◆ ФРАГМЕНТ ТЕКСТА
Я что-то говорил о своих планах. Планов было множество, но ничего определенного. Уже несколько недель я находился в состоянии эйфории.
— Да, вы теперь должны поднять новый пласт. Поехать куда-то на стройку, на завод… Только, бог ты мой, не пишите продолжения! — внушал он тихим голосом. — Нынче модно: первая книга, вторая книга… Чуть у кого такусенький успех, он сейчас на этом плацдарме окапывается, строит долговременную оборону. А надо дальше идти. И вот выжимают, выжимают… Не будете писать продолжения? Нет? Обещаете?
— Нет, не буду, Александр Трифонович. Точно не буду. — И не мог удержаться от хвастовства: — Хотя многие советуют…
— Дураки советуют! Не слушайте дураков! — сердито сказал он и вдруг другим тоном, как бы про себя, безучастно: — Ах, бог ты мой, дело ваше. Хотите, слушайте…
И была минута-другая какого-то внезапного ледяного отчуждения, он отсутствовал, смотрел в сторону, я мучился недоумением и не знал, что делать. Может, я ему опротивел? Встать и уйти? Но затем снова интерес, приветливость.

◆ СОХРАНЁННЫЕ ДАННЫЕ
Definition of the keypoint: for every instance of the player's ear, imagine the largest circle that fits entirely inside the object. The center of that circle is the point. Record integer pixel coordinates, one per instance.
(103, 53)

◆ ЧТО НУЖНО СДЕЛАТЬ
Пожалуйста, продолжите отрывок о разговоре с Александром Трифоновичем о продолжениях книг, начав сразу после последнего предложения отрывка.

◆ ОЖИДАЕМЫЙ ОТВЕТ
— Вот что я вам скажу: не спешите с новой вещью. Изучайте людей… Когда будете знать их так же хорошо, как вы знаете своего профессора Козельского…
Профессор Козельский — из моей повести, злой гений, формалист и низкопоклонник.
— И запомните еще: сейчас у вас самое ответственное время… Сейчас успех — опасность страшная! — Он грозил пальцем. И вдруг, приблизившись вплотную, зашептал на ухо, чтоб не услышал Евдокимов: — Мы вас на премию хотим выдвинуть. Только пока молчать! Ни я никому, ни вы никому. Ничего не известно, и, разумеется, я вам зря говорю… Забудьте, не придавайте значения…
Но как я мог забыть? И Евдокимов, сидевший рядом и, конечно, слышавший громкий шепот, при всем желании не мог бы забыть.
— Испытание успехом — дело не шуточное. У многих темечко не выдержало…
Это выражение — относительно темечка — я слышал от Александра Трифоновича не раз на протяжении лет. Говорилось о разных лицах, об авторах первого прихода Александра Трифоновича в «Новый мир» и об авторах второго прихода, когда в журнале получили литературное крещение многие таланты, и у иных «темечко не выдерживало».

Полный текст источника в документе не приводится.